▶ _YOUR INSTRUCTIONS_:
Copy out the lines below verbatim, from the line containing "Bound every silver" through the last line of the entries, with both of those lines included.

(Data items)
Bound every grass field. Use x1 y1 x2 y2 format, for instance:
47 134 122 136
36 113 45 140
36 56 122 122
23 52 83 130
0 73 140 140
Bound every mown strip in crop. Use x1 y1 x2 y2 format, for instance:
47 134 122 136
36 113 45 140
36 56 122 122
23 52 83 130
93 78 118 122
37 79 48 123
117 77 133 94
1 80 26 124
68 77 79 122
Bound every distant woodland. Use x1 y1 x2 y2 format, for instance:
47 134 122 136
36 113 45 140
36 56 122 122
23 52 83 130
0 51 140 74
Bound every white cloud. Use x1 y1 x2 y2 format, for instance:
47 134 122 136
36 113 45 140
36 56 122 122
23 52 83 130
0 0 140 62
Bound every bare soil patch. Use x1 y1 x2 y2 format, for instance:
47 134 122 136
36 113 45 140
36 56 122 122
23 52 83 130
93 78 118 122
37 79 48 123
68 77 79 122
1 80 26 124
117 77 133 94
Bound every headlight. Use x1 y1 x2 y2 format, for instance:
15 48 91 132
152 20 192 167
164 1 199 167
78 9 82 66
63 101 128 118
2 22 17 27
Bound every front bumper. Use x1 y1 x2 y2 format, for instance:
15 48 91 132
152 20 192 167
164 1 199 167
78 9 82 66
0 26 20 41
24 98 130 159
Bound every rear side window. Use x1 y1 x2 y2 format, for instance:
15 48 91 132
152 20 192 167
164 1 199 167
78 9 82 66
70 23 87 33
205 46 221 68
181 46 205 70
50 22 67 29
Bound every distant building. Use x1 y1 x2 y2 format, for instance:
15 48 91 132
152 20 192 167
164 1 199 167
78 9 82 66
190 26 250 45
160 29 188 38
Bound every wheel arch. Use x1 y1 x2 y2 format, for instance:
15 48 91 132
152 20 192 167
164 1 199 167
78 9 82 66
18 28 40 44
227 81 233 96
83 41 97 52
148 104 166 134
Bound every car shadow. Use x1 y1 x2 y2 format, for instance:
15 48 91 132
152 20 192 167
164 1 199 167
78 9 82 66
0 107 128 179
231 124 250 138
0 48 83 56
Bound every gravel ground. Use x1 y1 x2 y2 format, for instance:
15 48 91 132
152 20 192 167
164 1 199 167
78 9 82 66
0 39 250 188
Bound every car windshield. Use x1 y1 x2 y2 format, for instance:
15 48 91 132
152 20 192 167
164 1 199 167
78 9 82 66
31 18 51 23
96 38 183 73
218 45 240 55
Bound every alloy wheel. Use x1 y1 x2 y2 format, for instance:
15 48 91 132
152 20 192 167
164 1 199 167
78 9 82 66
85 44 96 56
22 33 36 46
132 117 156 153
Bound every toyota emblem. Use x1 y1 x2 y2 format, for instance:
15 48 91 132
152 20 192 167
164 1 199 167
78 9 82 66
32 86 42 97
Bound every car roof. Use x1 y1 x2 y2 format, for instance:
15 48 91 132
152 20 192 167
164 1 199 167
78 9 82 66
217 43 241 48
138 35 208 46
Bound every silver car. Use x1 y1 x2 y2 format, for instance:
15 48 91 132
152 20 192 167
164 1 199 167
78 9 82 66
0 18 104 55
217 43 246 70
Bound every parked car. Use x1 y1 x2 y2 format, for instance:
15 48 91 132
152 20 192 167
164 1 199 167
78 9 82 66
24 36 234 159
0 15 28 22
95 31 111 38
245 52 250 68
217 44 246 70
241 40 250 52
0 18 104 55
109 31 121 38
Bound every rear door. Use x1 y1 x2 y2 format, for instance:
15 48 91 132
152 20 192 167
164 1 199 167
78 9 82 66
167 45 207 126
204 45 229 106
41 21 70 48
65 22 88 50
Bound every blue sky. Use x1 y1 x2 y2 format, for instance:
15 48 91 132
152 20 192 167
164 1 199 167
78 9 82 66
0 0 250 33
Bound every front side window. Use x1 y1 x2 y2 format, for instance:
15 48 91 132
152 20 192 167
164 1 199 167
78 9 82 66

▶ _EXERCISE ANSWER_:
Bound every silver car. Use x1 y1 x2 y2 format, for instance:
15 48 91 132
152 20 192 167
164 1 199 167
78 9 82 66
0 18 104 55
217 43 246 70
Bound every parked car. Use x1 y1 x2 y2 format, for instance:
15 48 91 132
152 20 192 167
164 1 199 167
78 9 82 66
24 36 234 159
0 15 28 22
95 31 111 38
245 52 250 68
217 44 246 70
241 40 250 52
0 18 104 55
109 31 121 38
Bound every rear door. Use x1 y1 x2 y2 format, for instance:
15 48 91 132
152 20 192 167
164 1 199 167
78 9 82 66
167 45 207 126
204 45 229 106
41 21 70 48
65 22 88 50
Bound every blue sky. Use x1 y1 x2 y2 format, for instance:
15 48 91 132
152 20 192 167
164 1 199 167
78 9 82 66
0 0 250 33
Bound every front side window. Use x1 y1 x2 y2 format, for instance:
15 48 91 132
152 20 192 167
164 1 199 167
78 9 82 66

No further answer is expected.